Please reproduce the line containing "Please spot the shallow" and every line after it in the records below, exactly and with nothing else.

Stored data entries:
•••

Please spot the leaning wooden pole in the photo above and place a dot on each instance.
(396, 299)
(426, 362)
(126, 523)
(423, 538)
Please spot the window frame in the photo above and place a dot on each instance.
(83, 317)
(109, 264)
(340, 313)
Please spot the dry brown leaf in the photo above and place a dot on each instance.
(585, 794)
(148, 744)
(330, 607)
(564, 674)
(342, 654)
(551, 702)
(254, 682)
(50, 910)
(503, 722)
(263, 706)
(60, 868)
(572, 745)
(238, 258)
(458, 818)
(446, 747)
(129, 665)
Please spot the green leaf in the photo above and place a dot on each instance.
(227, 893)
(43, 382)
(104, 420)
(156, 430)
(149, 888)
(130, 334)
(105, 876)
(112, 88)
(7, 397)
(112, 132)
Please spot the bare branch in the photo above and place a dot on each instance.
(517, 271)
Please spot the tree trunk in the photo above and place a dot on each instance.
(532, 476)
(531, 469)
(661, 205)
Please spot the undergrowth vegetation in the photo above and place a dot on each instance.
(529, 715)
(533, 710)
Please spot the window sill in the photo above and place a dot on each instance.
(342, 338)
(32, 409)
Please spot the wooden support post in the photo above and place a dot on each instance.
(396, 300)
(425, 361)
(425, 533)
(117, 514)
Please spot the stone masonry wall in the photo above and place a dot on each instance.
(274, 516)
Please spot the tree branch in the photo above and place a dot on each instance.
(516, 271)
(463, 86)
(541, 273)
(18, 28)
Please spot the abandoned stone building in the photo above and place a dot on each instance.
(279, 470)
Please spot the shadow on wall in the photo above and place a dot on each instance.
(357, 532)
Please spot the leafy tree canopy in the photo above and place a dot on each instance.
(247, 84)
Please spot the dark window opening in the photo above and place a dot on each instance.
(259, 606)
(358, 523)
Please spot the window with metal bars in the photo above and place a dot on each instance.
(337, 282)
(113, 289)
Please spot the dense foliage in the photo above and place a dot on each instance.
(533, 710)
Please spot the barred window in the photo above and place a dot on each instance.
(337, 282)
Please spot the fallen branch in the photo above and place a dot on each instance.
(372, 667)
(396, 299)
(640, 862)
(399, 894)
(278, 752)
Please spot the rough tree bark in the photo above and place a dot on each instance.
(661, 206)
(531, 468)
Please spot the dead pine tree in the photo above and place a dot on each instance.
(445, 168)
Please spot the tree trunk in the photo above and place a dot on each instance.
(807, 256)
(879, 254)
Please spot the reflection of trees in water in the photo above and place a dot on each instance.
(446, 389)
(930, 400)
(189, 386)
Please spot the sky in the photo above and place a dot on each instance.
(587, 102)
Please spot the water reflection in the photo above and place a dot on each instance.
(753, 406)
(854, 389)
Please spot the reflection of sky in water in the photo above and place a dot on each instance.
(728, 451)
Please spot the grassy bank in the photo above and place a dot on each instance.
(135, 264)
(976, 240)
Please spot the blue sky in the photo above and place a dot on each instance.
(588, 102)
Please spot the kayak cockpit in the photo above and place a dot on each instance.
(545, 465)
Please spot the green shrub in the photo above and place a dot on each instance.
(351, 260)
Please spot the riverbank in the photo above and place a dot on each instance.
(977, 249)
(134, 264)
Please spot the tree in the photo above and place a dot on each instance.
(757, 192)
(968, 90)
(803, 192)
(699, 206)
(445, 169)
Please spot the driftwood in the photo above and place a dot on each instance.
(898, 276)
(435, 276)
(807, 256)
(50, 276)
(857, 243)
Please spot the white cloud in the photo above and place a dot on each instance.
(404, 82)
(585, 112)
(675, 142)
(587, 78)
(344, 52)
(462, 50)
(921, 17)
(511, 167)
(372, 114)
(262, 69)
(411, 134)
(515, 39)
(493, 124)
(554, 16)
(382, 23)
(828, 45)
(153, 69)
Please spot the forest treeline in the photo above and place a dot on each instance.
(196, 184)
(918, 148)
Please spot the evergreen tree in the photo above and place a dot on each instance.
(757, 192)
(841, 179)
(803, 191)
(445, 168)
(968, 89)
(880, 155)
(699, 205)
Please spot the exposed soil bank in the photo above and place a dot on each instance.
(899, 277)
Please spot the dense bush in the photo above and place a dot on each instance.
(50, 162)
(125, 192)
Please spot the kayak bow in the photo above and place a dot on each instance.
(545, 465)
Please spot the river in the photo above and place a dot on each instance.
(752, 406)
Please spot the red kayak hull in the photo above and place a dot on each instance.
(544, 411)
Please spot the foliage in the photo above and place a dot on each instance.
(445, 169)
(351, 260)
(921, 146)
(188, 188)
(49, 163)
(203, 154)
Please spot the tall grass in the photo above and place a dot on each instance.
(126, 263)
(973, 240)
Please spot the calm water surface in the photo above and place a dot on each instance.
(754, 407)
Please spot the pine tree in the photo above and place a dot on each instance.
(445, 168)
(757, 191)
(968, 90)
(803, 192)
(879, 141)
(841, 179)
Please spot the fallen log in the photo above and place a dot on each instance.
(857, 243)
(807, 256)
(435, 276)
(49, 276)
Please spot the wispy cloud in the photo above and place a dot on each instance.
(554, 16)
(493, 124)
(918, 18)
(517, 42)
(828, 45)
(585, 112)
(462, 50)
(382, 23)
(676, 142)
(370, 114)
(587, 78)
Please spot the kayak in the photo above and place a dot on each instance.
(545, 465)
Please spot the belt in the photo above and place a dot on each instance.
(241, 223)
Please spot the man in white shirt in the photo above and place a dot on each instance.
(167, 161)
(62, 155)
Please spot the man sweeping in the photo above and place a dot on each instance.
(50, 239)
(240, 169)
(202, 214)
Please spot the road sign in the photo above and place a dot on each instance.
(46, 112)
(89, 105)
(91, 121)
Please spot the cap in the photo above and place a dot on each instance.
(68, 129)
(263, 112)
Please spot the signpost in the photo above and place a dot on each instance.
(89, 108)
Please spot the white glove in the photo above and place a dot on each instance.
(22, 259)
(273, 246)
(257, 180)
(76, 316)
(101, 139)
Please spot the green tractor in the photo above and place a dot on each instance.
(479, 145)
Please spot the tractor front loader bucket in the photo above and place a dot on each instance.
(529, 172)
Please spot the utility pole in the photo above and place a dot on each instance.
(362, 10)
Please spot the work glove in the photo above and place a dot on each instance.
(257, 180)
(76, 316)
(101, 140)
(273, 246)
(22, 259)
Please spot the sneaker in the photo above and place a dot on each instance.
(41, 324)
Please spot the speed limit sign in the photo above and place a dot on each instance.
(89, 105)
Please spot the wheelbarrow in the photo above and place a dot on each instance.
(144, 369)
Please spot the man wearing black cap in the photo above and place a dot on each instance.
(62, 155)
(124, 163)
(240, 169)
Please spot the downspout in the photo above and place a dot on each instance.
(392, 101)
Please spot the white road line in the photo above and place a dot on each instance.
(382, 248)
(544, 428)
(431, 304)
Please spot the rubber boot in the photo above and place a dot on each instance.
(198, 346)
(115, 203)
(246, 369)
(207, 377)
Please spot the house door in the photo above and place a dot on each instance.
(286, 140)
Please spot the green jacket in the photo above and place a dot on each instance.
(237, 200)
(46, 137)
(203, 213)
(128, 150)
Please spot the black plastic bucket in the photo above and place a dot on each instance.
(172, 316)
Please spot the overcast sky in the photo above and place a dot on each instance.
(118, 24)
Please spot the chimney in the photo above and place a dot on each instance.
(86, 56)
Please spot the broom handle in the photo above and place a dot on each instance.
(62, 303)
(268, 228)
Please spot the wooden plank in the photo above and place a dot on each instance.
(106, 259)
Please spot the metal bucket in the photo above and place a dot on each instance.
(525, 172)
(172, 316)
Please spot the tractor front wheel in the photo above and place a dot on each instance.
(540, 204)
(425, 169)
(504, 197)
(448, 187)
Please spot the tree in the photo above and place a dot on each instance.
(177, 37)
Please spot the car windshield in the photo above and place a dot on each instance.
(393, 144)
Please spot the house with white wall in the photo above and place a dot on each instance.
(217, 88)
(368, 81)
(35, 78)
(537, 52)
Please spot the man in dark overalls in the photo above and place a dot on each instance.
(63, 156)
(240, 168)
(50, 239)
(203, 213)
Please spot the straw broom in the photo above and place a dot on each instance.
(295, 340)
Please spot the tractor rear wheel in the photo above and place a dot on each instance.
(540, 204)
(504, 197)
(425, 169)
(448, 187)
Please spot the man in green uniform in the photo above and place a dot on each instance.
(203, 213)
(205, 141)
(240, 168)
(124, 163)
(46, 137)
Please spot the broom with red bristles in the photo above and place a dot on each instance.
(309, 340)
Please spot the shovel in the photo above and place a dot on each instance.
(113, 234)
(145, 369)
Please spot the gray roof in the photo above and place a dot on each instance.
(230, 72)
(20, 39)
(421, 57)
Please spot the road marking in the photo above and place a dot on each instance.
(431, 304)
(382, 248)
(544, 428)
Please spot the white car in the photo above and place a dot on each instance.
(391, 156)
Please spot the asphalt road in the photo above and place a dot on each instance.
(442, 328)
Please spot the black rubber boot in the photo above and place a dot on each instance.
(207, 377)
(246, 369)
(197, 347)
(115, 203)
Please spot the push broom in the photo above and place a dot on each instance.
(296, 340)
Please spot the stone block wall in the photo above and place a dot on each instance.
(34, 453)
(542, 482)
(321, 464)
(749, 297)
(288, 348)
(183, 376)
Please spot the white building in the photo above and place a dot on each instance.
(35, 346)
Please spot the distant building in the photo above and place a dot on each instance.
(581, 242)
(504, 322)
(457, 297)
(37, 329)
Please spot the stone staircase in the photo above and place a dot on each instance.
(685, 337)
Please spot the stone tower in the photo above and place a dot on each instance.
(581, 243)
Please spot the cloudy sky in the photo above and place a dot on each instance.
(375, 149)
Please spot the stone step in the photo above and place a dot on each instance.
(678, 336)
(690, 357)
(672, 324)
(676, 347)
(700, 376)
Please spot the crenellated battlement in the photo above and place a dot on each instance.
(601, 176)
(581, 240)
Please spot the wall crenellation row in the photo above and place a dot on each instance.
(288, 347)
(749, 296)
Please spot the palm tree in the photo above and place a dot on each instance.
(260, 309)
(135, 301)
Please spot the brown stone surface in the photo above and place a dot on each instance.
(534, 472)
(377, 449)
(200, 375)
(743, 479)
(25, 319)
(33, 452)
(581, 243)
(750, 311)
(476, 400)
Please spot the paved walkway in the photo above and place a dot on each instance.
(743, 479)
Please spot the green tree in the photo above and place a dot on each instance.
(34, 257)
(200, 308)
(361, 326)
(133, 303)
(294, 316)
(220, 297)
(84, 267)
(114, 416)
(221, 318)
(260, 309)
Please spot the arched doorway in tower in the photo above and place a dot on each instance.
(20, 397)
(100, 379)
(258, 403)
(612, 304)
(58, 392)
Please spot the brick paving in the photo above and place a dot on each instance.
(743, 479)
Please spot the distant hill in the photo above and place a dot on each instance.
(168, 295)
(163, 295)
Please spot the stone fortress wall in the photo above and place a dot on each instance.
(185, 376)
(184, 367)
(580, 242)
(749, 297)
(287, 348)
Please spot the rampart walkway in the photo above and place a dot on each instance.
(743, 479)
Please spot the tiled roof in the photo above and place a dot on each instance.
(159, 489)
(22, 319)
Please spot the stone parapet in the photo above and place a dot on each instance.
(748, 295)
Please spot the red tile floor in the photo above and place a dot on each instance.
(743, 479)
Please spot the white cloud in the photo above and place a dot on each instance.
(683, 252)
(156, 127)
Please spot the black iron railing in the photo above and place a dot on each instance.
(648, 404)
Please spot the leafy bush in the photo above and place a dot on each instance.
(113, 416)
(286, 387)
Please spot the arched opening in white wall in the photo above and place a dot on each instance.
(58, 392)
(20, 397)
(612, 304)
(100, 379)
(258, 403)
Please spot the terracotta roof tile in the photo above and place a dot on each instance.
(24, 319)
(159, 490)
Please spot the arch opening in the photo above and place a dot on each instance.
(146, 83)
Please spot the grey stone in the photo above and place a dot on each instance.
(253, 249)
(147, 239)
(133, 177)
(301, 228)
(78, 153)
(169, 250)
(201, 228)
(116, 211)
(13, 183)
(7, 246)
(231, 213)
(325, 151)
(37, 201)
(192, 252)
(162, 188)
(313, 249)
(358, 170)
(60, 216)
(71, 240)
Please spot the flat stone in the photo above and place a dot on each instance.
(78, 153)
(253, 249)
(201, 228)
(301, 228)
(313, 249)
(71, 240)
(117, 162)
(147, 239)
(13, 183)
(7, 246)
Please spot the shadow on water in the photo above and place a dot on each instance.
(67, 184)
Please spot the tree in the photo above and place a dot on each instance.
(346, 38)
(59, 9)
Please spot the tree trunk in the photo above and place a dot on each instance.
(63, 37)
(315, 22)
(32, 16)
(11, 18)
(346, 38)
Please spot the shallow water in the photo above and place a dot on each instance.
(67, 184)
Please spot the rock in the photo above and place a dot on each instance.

•••

### Your response
Please spot the shallow water in the photo above and place a dot on each instance.
(67, 184)
Please spot the rock in the photo above and place a dot on each instance.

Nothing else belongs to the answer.